# Written exercise A
Which mail client does the mailing list header give in its User-agent line?
# Written exercise B
Name every header field in the mailing list header whose name begins with "List-".
# Written exercise C
Copy the mailing list header from "To: xen-users@xxxxxxxxxxxxxxxxxxx" up to and including "Thunderbird 1.5.0.5 (X11/20060813)", replacing "Thunderbird" with "Icedove".

# Passage to read

WARNING - OLD ARCHIVES

This is an archived copy of the Xen.org mailing list, which we have preserved to ensure that existing links to archives are not broken. The live archive, which contains the latest emails, can be found at http://lists.xen.org/
   
 
 
Xen 
 
Home Products Support Community News
 
   
 

xen-users

[Xen-users] [Iscsitarget-devel] tracking down cause of filesystem corrup

To: xen-users@xxxxxxxxxxxxxxxxxxx
Subject: [Xen-users] [Iscsitarget-devel] tracking down cause of filesystem corruption
From: Steve Wray <steve.wray@xxxxxxxxx>
Date: Wed, 31 Jan 2007 12:58:07 +1300
Delivery-date: Tue, 30 Jan 2007 15:58:20 -0800
Envelope-to: www-data@xxxxxxxxxxxxxxxxxx
List-help: <mailto:xen-users-request@lists.xensource.com?subject=help>
List-id: Xen user discussion <xen-users.lists.xensource.com>
List-post: <mailto:xen-users@lists.xensource.com>
List-subscribe: <http://lists.xensource.com/cgi-bin/mailman/listinfo/xen-users>, <mailto:xen-users-request@lists.xensource.com?subject=subscribe>
List-unsubscribe: <http://lists.xensource.com/cgi-bin/mailman/listinfo/xen-users>, <mailto:xen-users-request@lists.xensource.com?subject=unsubscribe>
Sender: xen-users-bounces@xxxxxxxxxxxxxxxxxxx
User-agent: Thunderbird 1.5.0.5 (X11/20060813)

[Data entries]
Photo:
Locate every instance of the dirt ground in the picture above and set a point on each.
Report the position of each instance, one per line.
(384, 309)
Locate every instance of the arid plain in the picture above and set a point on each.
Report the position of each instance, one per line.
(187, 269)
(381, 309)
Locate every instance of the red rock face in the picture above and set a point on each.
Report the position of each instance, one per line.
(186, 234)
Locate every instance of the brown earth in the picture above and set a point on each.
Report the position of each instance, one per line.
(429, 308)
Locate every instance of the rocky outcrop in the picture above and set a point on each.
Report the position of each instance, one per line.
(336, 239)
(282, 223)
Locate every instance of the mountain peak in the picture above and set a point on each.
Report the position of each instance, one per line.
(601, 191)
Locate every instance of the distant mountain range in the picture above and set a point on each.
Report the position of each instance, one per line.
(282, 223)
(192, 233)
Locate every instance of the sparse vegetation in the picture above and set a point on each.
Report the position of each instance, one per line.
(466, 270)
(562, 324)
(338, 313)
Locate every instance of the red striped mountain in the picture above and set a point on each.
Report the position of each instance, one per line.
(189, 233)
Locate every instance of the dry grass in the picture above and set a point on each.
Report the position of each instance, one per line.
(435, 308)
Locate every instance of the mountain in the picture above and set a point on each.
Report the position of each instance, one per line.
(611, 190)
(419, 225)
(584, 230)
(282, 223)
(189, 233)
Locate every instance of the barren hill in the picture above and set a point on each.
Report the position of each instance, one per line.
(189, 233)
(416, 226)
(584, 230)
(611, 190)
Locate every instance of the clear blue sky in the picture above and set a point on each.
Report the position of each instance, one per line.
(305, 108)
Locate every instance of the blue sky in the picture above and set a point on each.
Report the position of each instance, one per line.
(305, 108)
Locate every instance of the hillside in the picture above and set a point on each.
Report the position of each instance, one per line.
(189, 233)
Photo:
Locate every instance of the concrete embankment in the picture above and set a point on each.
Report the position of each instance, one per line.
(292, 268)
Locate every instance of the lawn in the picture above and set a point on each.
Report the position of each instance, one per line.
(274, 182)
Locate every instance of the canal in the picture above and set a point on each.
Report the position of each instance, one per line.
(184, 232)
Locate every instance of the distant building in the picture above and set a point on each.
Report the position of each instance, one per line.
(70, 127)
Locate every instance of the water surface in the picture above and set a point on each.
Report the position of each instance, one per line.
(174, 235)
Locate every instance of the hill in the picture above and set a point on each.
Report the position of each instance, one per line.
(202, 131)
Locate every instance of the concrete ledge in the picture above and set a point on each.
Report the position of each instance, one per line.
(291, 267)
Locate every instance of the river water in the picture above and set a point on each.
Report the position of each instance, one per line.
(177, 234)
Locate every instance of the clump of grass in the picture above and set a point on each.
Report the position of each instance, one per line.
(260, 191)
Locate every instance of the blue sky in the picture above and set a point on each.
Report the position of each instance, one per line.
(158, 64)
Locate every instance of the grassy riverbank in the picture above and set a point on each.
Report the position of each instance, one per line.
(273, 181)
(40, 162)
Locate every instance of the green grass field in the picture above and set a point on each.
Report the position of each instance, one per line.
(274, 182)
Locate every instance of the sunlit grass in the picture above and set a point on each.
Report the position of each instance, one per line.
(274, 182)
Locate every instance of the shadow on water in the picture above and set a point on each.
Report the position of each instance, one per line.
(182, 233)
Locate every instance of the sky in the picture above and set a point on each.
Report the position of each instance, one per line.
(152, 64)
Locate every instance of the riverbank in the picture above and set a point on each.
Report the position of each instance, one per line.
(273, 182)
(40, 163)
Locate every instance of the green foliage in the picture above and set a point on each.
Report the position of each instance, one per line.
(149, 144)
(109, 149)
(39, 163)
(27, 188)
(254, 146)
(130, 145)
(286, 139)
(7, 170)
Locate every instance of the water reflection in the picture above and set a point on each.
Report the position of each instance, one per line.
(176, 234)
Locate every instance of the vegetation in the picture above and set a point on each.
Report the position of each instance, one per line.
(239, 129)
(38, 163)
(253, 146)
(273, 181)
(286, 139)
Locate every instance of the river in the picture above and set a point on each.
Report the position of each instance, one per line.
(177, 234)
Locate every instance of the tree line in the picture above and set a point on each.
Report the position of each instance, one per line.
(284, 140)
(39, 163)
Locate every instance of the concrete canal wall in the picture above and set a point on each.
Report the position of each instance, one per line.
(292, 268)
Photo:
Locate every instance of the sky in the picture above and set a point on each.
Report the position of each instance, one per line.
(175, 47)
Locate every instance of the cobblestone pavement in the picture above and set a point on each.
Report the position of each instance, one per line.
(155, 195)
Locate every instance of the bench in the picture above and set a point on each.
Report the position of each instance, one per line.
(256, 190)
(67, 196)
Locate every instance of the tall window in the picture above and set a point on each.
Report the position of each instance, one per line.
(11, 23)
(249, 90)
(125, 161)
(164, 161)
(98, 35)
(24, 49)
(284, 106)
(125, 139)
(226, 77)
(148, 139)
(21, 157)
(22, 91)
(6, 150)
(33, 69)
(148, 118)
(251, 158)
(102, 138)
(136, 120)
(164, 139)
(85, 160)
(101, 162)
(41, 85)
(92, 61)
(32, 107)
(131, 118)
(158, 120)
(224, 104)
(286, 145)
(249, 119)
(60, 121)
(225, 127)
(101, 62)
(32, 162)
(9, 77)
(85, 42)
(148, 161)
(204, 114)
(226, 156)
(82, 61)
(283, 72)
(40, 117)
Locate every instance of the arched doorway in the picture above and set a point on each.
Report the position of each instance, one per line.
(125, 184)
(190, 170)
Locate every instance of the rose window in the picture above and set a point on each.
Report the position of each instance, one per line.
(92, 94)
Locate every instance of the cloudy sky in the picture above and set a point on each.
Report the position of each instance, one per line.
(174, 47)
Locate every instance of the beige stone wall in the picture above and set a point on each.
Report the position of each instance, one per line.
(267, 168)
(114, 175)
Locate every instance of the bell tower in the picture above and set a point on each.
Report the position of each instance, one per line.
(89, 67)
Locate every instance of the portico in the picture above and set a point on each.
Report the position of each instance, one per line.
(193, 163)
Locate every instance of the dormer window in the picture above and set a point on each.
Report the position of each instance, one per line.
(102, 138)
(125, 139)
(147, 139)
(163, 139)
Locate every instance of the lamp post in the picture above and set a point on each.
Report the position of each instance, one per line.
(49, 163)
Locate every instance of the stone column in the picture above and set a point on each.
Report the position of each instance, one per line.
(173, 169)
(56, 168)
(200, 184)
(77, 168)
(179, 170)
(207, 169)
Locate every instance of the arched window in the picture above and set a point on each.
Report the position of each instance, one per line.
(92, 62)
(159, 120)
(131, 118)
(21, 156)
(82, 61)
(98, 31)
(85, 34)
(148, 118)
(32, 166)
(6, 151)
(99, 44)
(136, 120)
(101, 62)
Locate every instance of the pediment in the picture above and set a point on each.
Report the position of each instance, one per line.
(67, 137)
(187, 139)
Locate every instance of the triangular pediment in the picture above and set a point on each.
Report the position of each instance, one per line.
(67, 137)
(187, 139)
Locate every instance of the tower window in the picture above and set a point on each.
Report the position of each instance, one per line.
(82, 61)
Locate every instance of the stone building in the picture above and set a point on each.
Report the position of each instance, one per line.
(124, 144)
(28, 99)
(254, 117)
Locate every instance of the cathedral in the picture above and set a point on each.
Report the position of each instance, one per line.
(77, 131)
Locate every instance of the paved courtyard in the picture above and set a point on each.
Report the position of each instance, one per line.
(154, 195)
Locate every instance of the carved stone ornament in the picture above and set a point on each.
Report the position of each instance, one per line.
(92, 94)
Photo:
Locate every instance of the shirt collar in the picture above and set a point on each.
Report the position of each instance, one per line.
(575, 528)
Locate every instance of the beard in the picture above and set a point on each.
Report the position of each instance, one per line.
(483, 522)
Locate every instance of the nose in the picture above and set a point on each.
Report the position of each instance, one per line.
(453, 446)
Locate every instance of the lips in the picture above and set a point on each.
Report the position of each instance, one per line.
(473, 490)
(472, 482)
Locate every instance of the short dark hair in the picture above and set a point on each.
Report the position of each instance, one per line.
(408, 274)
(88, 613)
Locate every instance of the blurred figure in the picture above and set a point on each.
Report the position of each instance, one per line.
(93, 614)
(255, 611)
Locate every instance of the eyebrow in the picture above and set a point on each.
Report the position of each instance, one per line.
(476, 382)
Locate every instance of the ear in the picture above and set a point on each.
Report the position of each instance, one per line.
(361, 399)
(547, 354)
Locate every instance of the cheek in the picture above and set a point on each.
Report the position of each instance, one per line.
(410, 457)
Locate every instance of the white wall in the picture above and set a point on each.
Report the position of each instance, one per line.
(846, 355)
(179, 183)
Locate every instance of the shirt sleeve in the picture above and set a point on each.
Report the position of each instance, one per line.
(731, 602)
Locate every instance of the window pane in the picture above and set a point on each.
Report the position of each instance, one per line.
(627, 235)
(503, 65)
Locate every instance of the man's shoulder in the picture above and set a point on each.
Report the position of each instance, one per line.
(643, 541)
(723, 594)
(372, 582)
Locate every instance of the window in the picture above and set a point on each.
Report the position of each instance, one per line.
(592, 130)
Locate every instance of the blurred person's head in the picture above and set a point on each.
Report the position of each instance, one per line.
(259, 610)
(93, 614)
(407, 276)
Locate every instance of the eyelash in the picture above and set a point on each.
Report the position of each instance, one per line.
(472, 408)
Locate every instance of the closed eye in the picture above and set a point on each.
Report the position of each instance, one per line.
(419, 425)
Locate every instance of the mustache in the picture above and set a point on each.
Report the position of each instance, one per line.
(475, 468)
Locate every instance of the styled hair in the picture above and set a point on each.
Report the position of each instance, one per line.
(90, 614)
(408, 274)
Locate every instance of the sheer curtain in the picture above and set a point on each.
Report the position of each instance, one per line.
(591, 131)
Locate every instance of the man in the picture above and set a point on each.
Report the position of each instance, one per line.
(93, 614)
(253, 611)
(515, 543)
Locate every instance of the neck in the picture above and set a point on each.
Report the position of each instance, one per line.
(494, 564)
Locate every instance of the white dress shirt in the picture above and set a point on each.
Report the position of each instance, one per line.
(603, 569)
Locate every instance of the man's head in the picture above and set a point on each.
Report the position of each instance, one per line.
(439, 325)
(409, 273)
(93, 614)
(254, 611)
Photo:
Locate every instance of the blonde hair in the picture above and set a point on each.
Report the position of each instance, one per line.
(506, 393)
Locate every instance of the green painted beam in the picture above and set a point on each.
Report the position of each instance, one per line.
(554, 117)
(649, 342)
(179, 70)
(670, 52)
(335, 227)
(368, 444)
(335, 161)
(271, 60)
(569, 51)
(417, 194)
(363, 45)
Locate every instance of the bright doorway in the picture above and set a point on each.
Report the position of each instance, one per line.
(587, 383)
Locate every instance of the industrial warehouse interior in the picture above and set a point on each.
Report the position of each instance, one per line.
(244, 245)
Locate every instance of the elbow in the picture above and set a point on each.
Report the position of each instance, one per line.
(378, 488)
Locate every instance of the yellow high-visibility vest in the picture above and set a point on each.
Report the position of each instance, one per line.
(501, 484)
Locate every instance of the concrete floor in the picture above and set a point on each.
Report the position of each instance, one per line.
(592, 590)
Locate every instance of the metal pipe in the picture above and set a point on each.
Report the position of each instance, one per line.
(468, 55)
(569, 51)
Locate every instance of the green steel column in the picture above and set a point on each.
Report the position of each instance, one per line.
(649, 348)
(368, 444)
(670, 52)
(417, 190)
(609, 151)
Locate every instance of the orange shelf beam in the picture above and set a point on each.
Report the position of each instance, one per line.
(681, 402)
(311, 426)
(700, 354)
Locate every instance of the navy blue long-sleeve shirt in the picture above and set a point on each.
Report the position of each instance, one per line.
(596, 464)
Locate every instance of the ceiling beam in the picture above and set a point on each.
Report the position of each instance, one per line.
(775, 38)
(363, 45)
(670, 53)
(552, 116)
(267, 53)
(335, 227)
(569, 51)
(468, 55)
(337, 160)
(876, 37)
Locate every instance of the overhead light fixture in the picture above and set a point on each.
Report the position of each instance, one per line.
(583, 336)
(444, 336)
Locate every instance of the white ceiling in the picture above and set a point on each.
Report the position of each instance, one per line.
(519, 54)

# Written reply A
Thunderbird 1.5.0.5 (X11/20060813)

# Written reply B
List-help, List-id, List-post, List-subscribe, List-unsubscribe

# Written reply C
To: xen-users@xxxxxxxxxxxxxxxxxxx
Subject: [Xen-users] [Iscsitarget-devel] tracking down cause of filesystem corruption
From: Steve Wray <steve.wray@xxxxxxxxx>
Date: Wed, 31 Jan 2007 12:58:07 +1300
Delivery-date: Tue, 30 Jan 2007 15:58:20 -0800
Envelope-to: www-data@xxxxxxxxxxxxxxxxxx
List-help: <mailto:xen-users-request@lists.xensource.com?subject=help>
List-id: Xen user discussion <xen-users.lists.xensource.com>
List-post: <mailto:xen-users@lists.xensource.com>
List-subscribe: <http://lists.xensource.com/cgi-bin/mailman/listinfo/xen-users>, <mailto:xen-users-request@lists.xensource.com?subject=subscribe>
List-unsubscribe: <http://lists.xensource.com/cgi-bin/mailman/listinfo/xen-users>, <mailto:xen-users-request@lists.xensource.com?subject=unsubscribe>
Sender: xen-users-bounces@xxxxxxxxxxxxxxxxxxx
User-agent: Icedove 1.5.0.5 (X11/20060813)